TEXT SEGMENT:
Injuries and Diseases

This page provides an overview of a few injuries and diseases which can occur in the human leg.

Foot Drop

This is an injury where the foot can no longer be raised at the ankle joint (a movement known as dorsiflexion). The foot becomes weak and walking is difficult causing a condition called steppage gait. A person with this has to lifft the foot which is affected higher than normal so that their toes do not scrape along the floor and then the foot "slaps" back down to the floor. Numbness and tingling is often found in patients with foot drop.


Foot drop is commonly associated mainly with peroneal nerve palsy; an injury of the femoral (peroneal) nerve (see nerves and blood vessels page). This can be the result of physical trauma. There are also numerous other causes of foot drop including:

  • Diseases (including multiple sclerosis, parkinson's disease and muscular dystrophy).
  • Stroke.
  • Diabetes.
  • Abnormal anatomy.
  • Cauda equine (nerve bundles in the lower spinal cord become too compressed).
  • Drug toxicity.
  • Muscle damage.


A patient with foot drop will not be able to walk on their heel, so this is often a good indication of the disorder. This indication is often one of the first signs picked up during a routine physical examination, as well as the general look of the foot. Blood tests are also done to analyse whether the cause is metabolic (such as drug toxicity, diabetes, etc). An MRI (magnetic resonance image) may be done to try to visualise any nerve damage causing the injury. If nerve damage is the cause, an electromyelogram can be used to find out what type of nerve damage is responsible for the foot drop.  


Foot drop can range in severity between cases. Different severity levels of foot drop have different treatments.

The simplest treatment is a foot-ankle support cuff which mimics the normal range of motion in the ankle. When worn over a period of time this can correct the injury.

If the foot drop is caused by nerve damage then the affected nerve can be stimulated to eventually treat the condition. The nerve is stimulated as the foot is lifted in the same way as if to take a stride and then dropped.

The most major and effective treatment is surgery. This is done to relieve pressure on nerves or repair muscle. However, surgery is not always a possible treatment option.


Becker's Muscular Dystrophy


In this type of muscular dystrophy there is a gradual weakening of the leg and pelvic muscles. This muscle weakening is due to wasting, meaning that muscle mass is lost. Muscle wasting also occurs in other areas of the body but is most severe in and mainly affects the muscles of the leg and pelvis. As individuals with this disease age they also experience pain whilst muscles are contracting. This is because over time the muscle fibers shorten and fibrosis of the connective tissue occurs, resulting in the muscle not being able to be used.

People with this disorder often experience their leg muscles becoming larger during teenage years to try and compensate for the weakness of muscles, as mentioned above. This enlargement of muscles eventually leads to the extra tissue, which has been created to balance out the effects of the disease, being replaced by non muscle tissues such as fat and connective tissue.

All of the above means that the sufferer finds it progressively harder to perform even simple movements such as walking.

Other symptoms may include:

  • Equinus (walking on the toes).
  • Difficulty breathing (in some cases).
  • Heart disease.
  • Falling over alot.
  • Deformities in bones (due to muscle wasting occuring before bones are fully formed).
  • Deformities in muscles.
  • Higher levels in creatine phosphokinase (linked to muscle degeneration).

WHAT YOU WILL DO:
1. Quote the passage on leg injuries and diseases from "All of the above" to "are fully formed).".
2. According to the passage on leg injuries and diseases, what is the simplest treatment for foot drop?
The rows that follow play no part in the passage on leg injuries and diseases.

RECORD SET:

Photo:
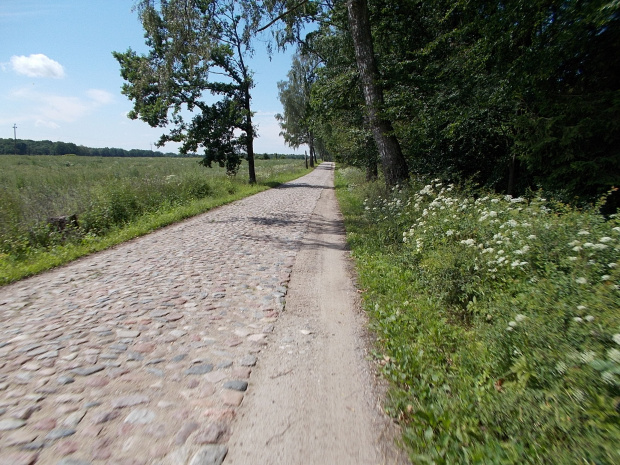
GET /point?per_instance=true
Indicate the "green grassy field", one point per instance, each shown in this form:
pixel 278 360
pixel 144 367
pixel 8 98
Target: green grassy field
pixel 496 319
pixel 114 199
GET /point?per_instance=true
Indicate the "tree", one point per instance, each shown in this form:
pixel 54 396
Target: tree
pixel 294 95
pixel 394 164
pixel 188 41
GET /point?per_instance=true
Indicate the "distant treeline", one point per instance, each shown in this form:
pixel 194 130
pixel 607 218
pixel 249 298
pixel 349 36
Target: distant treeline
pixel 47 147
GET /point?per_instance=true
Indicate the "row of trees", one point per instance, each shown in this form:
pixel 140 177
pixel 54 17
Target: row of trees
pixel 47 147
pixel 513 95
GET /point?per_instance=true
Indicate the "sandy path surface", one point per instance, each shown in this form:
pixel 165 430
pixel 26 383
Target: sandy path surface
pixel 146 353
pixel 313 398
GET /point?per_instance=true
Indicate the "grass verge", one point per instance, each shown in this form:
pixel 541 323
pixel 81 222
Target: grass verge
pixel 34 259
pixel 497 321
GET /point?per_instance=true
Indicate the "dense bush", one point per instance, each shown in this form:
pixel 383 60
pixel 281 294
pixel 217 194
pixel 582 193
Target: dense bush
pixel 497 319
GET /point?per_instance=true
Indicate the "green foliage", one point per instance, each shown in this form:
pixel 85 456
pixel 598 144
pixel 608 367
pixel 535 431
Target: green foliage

ANSWER LIST:
1.
All of the above means that the sufferer finds it progressively harder to perform even simple movements such as walking.

Other symptoms may include:

  • Equinus (walking on the toes).
  • Difficulty breathing (in some cases).
  • Heart disease.
  • Falling over alot.
  • Deformities in bones (due to muscle wasting occuring before bones are fully formed).

2. A foot-ankle support cuff that mimics the normal range of motion in the ankle.